Примените прочитанное:
• A. Изложите содержание отрывка о российских беженцах в Америке в двух предложениях.
• B. Ответьте, пожалуйста, на вопросы по отрывку о российских беженцах в Америке.
(i) Сколько в неделю зарабатывал генерал Н.Г. Рыдзевский?
(ii) На каком строительстве работали российские офицеры в Сиэтле в начале 1920-х гг.?
(iii) Сколько, по оценке Г. Боткина, в среднем зарабатывает большинство русских в Америке?

Текст для чтения:
----
По сообщению консула Богоявленского «несколько генералов, даже одни профессор, инженер-путеец, несколько докторов, ряд офицеров и бывших чиновников и купцов моют и чистят железнодорожные вагоны». Российские беженцы трудились на лесопилках, в гаражах, гостиницах, на фабриках и заводах. Престарелый генерал Н.Г. Рыдзевский ходил по городу и точил ножи на станке собственного изготовления, привлекая клиентов своей необычной внешностью и выправкой. Его заработок составлял 12-15 долларов в неделю[16, л.294]. Полковник В.К. Акинтиевский вместе с супругой занимался изготовлением абажуров, А.М. Драгомиров чистил картошку в госпитале и т.п.[15, л.1,4]

Квалифицированные инженеры и архитекторы вынуждены были довольствоваться работой чертежников за небольшое жалованье[16, л.294]. В автобиографичном рассказе Н. Калужина середины 1920-х гг. говорится: «Я продолжал по-прежнему работать в опротивевшем мне офисе, так же исправно и аккуратно, как и все предыдущие четыре года моего «беспечального» жития в Америке; я являлся на службу в восемь с половиной, в двенадцать завтракал, а в четыре с половиной уходил домой. Все те же чертежи, чертежи на чертежи. Как все это надоело мне. Разве к этому я стремился, поступая еще не так давно в московское техническое училище? Лучшие годы свои мне довелось провести в кошмарах гражданской войны, а затем я попал в американский город безумия и порока, Чикаго, где и черчу опостылевшие мне чертежи и планы» [29,с.12]. В Сиэтле в начале 1920-х гг. российские офицеры работали на строительстве железной дороги [16, л.206]. В то же время, изучившие язык, как правило, получали работу по специальности, и «дальнейшее зависело от энергии и способности и, конечно, удачи» [26, с.43]. Эту же картину рисует Г.Боткин, который сообщает в июле 1926 г. А.С. Лукомскому из Нью-Йорка, что «большинство русских в Америке служит на фабриках, ездит на таксомоторах и, в среднем, зарабатывает, вероятно, от 100 до 200 долларов в месяц», замечая при этом, что «все большее количество переходит на лучшие места» [16, л.344]. Он же пишет: «Многие окончили здесь университеты и получили места по специальности. Имеются русские и в банках. Некоторые же, особенно из купцов, зарабатывают крупные деньги. Кое-кто подженился на богатых американках и блаженствует» [16, л.344].
----
Исходные данные:

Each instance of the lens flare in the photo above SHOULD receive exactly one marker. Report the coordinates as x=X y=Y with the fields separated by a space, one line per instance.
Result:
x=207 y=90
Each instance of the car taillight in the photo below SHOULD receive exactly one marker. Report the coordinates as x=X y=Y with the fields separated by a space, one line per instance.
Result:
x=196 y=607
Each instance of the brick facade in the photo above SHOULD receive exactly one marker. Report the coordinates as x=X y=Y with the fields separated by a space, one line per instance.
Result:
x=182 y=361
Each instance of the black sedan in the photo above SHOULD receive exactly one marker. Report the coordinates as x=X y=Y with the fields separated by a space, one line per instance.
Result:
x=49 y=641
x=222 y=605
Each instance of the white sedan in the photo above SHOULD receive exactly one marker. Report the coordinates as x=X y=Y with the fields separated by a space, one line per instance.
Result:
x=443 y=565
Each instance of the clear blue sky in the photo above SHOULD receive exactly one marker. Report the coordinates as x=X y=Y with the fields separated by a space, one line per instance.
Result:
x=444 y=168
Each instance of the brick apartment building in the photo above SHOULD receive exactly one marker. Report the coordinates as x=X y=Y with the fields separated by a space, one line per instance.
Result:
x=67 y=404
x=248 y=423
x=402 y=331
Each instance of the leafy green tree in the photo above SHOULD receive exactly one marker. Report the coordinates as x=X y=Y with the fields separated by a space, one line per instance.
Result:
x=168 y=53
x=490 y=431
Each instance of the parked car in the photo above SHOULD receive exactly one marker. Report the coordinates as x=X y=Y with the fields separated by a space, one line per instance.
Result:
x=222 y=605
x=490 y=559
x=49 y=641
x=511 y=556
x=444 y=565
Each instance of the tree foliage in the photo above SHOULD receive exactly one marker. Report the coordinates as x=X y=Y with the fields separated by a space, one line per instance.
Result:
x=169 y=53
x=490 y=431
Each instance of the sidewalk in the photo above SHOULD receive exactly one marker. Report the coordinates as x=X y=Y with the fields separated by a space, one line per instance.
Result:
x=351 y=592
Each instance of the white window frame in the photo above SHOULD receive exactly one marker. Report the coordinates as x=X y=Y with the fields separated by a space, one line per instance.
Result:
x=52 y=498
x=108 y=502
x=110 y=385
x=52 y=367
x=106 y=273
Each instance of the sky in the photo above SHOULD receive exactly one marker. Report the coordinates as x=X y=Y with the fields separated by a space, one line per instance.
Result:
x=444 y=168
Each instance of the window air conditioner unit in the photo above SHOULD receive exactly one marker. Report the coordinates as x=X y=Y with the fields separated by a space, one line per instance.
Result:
----
Решённые задания:
• A. Российские беженцы в Америке, среди которых были генералы, офицеры, инженеры и доктора, трудились на лесопилках, фабриках, в гаражах и гостиницах, мыли вагоны и точили ножи, а квалифицированные инженеры и архитекторы работали чертежниками за небольшое жалованье. Вместе с тем изучившие язык, как правило, получали работу по специальности, и, по словам Г. Боткина, всё большее количество русских переходило на лучшие места.

• B.
(i) От 12 до 15 долларов в неделю.
(ii) На строительстве железной дороги.
(iii) Вероятно, от 100 до 200 долларов в месяц.